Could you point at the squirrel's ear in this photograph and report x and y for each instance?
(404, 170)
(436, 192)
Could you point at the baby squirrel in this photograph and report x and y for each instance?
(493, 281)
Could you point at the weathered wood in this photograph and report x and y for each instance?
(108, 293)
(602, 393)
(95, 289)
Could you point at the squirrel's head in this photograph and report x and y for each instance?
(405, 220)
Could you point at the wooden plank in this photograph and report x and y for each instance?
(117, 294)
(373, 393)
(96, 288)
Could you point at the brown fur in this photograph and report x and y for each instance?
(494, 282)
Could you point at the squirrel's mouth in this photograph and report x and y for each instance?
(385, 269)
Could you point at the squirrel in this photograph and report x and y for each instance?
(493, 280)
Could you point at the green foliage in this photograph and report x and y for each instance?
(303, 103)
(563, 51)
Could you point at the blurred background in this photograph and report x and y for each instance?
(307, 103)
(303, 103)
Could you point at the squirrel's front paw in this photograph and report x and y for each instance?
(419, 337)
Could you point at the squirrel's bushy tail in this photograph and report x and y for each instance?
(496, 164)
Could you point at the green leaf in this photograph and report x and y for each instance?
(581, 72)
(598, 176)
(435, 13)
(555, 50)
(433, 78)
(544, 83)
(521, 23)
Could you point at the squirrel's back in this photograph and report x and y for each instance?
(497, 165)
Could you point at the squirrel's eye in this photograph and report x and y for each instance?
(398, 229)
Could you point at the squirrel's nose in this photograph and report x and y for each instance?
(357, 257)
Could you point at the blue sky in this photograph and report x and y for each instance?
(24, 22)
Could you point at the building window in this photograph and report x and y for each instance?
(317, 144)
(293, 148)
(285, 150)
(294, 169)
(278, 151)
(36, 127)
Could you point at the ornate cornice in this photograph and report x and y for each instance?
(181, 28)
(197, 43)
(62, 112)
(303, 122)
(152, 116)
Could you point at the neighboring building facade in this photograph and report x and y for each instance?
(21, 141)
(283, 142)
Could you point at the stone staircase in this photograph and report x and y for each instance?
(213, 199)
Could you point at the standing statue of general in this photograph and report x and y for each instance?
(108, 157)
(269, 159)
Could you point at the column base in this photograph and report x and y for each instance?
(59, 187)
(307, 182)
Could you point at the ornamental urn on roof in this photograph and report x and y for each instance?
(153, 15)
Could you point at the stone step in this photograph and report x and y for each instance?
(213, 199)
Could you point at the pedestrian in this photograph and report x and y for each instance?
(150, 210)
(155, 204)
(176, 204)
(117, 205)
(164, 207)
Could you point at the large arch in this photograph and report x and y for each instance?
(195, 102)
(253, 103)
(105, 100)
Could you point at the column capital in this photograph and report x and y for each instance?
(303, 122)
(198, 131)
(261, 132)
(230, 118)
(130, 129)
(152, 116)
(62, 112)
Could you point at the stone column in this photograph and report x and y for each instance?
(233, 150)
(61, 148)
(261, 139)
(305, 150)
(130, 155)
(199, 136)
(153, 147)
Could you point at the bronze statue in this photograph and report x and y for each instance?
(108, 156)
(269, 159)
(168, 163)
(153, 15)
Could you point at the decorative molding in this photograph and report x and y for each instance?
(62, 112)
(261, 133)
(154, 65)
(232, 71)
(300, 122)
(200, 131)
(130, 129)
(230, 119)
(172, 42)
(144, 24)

*-*-*

=== Instructions to follow ===
Retype each entry exactly, missing none.

=== Result of this exercise ===
Could you point at the squirrel's ear in this photograph and report x and y for each instance?
(404, 170)
(436, 192)
Could you point at the baby squirrel in this photograph and report x and y for each instance?
(493, 281)
Could you point at the weathered wood in this photograph and report x and y for each instance?
(108, 293)
(602, 393)
(95, 289)
Could you point at the squirrel's head in this photograph and report x and y for each instance?
(405, 220)
Could you point at the wooden plank in this photograph and report x and y for each instance?
(117, 294)
(373, 393)
(96, 288)
Could you point at the brown fur in this photograph and report x and y for each instance?
(494, 282)
Could you point at the squirrel's mouth in this photograph and report x and y for each instance?
(385, 269)
Could you point at the squirrel in this photograph and report x and y for each instance?
(493, 280)
Could you point at the green foliage in this photograph and report x and y for each instance?
(303, 103)
(563, 51)
Could you point at the blurred background in this photograph and report x and y for each instance?
(307, 103)
(303, 103)
Could you point at the squirrel's front paw in this photograph and report x and y for each instance?
(419, 337)
Could you point at the squirrel's bushy tail in this photograph and report x and y for each instance?
(496, 164)
Could you point at the green leaf in this photograph and report x and y for each instance?
(581, 72)
(598, 176)
(435, 13)
(555, 50)
(433, 78)
(544, 83)
(521, 23)
Could you point at the squirrel's back in this photograph and report x and y for each instance?
(497, 165)
Could you point at the squirrel's eye in this photograph and report x and y for each instance?
(398, 229)
Could you point at the squirrel's nose in this photograph and report x and y for each instance?
(357, 257)
Could you point at the blue sky in this photograph and report x and y for each instance?
(24, 22)
Could you point at the building window in this photograph and report x and y for each instance?
(317, 144)
(293, 148)
(285, 150)
(294, 169)
(278, 151)
(36, 127)
Could you point at the ornate cornice in this photograph and report x and y for each instance?
(181, 28)
(197, 43)
(62, 112)
(303, 122)
(152, 116)
Could you point at the neighboring building facade in this photograph and report x and y for each instance?
(21, 141)
(283, 142)
Could you point at the stone staircase in this photograph and report x and y for each instance?
(213, 199)
Could you point at the standing statue of general in this photograph and report x and y for each instance?
(108, 157)
(269, 159)
Could you point at the column base in this photograph and report x and y for each instance?
(59, 187)
(307, 182)
Could you point at the ornamental urn on roof in this photograph and report x and y for each instance?
(153, 15)
Could you point at the stone step in this photograph and report x and y for each instance?
(213, 199)
Could you point at the pedestrian in this photograph and report x and y for each instance?
(150, 210)
(155, 204)
(176, 204)
(117, 205)
(164, 207)
Could you point at the large arch in this photograph and report x and y for each instance?
(195, 102)
(253, 103)
(105, 100)
Could you point at the column capital in this photograph and report x and y for each instance?
(303, 122)
(198, 131)
(261, 132)
(230, 118)
(130, 129)
(152, 116)
(62, 112)
Could you point at the stone column in this photograph and report x and y for each instance?
(233, 150)
(61, 148)
(261, 139)
(305, 150)
(130, 155)
(199, 136)
(153, 147)
Could you point at the bronze statue in this photograph and report x and y for each instance?
(108, 156)
(269, 159)
(168, 163)
(153, 15)
Could you point at the decorative molding in this photograph and report x and y for each instance?
(62, 112)
(261, 133)
(154, 65)
(232, 71)
(300, 122)
(200, 131)
(130, 129)
(230, 119)
(172, 42)
(144, 24)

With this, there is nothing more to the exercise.